*** Passage for review Section Begins ***

MADRAG: Multi-Agent Debate with Retrieval-Augmented Generation for Training-Free Analytic Essay Scoring
Pith reviewed 2026-06-27 22:43 UTC · model grok-4.3
The pith
MADRAG decomposes essay scoring into an Advocate-Skeptic-Judge debate augmented with retrieved rubric examples to achieve training-free performance near supervised levels.
A machine-rendered reading of the paper's core claim, the machinery that carries it, and where it could break.
Core claim
MADRAG decomposes evaluation into an interactive Advocate-Skeptic-Judge process augmented with rubric-aligned exemplar retrieval, enabling calibration and improved reasoning that significantly outperforms prompt-based baselines while approaching supervised systems without task-specific training.
What carries the argument
The Advocate-Skeptic-Judge debate where the Judge retrieves and compares against rubric-aligned scored exemplars to aggregate arguments into a final score.
If this is right
- Structured debate improves reasoning specifically on higher-level traits such as organization and argumentation.
- Rubric-aligned retrieval supplies the external calibration needed for consistent scoring without fine-tuning.
- Ablation results establish that both the multi-agent interaction and the retrieval step are required for the observed gains.
- The same framework can be applied to new essay prompts or traits by swapping only the rubric and example pool.
Where Pith is reading between the lines
- The method could extend to scoring other open-ended student work such as short answers or project reports if suitable exemplars are available.
- Retrieval quality and coverage of the example database will likely determine how well the system handles unusual or edge-case essays.
- If the base LLM carries systematic biases into the agent roles, the debate format may reduce but not fully eliminate them.
Load-bearing premise
The interactive Advocate-Skeptic-Judge process together with rubric-aligned exemplar retrieval will produce stable, unbiased scores that generalize beyond the specific test conditions.
What would settle it
Testing MADRAG on a new essay corpus with fresh prompts and comparing its trait-level agreement metrics against human raters to see whether the reported gains over baselines hold or disappear.
Figures
read the original abstract
We present MADRAG, a training-free framework for analytic essay scoring that combines multi-agent reasoning with retrieval-augmented grounding. Unlike standard LLM-as-judge approaches, which are prone to bias and unstable scoring, MADRAG decomposes evaluation into an interactive process: an Advocate identifies strengths, a Skeptic critiques weaknesses, and a Judge aggregates their arguments into a final score. Crucially, the Judge is augmented with rubric-aligned exemplar retrieval, enabling calibration through comparison with scored examples. Our results show that MADRAG significantly outperforms prompt-based baselines while approaching the performance of supervised systems without requiring task-specific training. Ablation studies demonstrate that retrieval drives calibration gains, while debate improves reasoning on higher-level traits. Our findings highlight the complementary roles of structured interaction and external memory in reliable LLM-based evaluation.

*** Passage for review Section Ends ***

> [Requirement 1] In the MADRAG summary, copy everything from "- The same framework" down to "exemplars are available.".
> [Requirement 2] From the MADRAG summary, list every agent role in the debate along with the job the abstract gives it.

*** The data Section Begins ***

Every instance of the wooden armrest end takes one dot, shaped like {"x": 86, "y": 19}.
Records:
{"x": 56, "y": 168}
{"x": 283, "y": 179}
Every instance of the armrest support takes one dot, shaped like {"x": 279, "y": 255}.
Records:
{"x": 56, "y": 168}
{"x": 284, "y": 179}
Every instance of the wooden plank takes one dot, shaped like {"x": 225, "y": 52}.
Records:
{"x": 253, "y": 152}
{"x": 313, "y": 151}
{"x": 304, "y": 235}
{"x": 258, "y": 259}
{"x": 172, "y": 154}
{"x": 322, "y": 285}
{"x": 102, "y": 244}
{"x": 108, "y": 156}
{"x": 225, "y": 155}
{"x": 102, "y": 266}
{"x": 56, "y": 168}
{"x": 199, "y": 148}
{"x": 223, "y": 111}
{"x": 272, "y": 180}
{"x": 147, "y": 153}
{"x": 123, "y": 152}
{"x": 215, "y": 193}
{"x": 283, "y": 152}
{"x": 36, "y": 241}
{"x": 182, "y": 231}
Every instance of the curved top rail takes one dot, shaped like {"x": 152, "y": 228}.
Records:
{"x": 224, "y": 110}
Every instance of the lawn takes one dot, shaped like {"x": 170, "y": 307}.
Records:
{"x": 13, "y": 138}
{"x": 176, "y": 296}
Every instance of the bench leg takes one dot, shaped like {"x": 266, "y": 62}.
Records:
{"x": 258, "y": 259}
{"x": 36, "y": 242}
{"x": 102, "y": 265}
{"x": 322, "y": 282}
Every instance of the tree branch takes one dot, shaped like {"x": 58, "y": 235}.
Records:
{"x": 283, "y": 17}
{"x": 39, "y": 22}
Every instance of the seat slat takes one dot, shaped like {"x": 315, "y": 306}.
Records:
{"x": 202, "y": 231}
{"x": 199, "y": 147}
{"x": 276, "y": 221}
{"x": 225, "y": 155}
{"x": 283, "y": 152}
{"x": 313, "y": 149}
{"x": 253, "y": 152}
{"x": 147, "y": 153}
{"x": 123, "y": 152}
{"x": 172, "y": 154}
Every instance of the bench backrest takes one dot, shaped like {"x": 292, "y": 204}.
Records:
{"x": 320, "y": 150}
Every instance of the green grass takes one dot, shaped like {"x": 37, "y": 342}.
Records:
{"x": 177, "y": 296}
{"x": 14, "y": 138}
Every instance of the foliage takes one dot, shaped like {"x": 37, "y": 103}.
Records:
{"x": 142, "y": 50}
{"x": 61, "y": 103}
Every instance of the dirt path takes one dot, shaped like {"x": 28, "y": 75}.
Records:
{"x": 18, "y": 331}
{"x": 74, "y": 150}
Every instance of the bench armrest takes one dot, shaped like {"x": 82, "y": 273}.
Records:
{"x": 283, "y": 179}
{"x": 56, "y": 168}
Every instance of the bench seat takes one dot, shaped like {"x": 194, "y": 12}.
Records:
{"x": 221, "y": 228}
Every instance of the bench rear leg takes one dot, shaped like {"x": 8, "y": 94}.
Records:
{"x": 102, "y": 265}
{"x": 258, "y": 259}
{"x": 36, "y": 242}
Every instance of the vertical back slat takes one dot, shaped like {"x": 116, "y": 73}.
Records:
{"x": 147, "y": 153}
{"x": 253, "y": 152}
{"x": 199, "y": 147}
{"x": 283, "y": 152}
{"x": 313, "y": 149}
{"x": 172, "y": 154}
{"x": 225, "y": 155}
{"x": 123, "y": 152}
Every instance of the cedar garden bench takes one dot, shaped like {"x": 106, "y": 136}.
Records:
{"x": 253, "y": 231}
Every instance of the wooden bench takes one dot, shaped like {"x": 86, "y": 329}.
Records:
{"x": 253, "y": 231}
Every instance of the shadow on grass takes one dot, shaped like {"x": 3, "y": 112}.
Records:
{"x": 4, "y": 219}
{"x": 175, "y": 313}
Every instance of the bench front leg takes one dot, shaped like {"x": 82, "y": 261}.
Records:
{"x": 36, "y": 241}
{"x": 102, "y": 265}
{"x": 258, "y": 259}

*** The data Section Ends ***
*** The data Section Begins ***

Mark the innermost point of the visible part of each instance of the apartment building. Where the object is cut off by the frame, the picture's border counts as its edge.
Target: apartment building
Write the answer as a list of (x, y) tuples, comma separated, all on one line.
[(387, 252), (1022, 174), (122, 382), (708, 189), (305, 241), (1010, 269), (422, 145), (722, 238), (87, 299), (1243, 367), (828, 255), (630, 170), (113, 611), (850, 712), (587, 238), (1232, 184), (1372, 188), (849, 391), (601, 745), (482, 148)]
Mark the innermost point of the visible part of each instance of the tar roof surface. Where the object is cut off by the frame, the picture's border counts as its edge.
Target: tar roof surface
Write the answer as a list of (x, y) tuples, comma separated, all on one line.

*** The data Section Ends ***

> [Worked solution 1]
- The same framework can be applied to new essay prompts or traits by swapping only the rubric and example pool.
Where Pith is reading between the lines
- The method could extend to scoring other open-ended student work such as short answers or project reports if suitable exemplars are available.

> [Worked solution 2]
- Advocate: identifies strengths.
- Skeptic: critiques weaknesses.
- Judge: aggregates their arguments into a final score.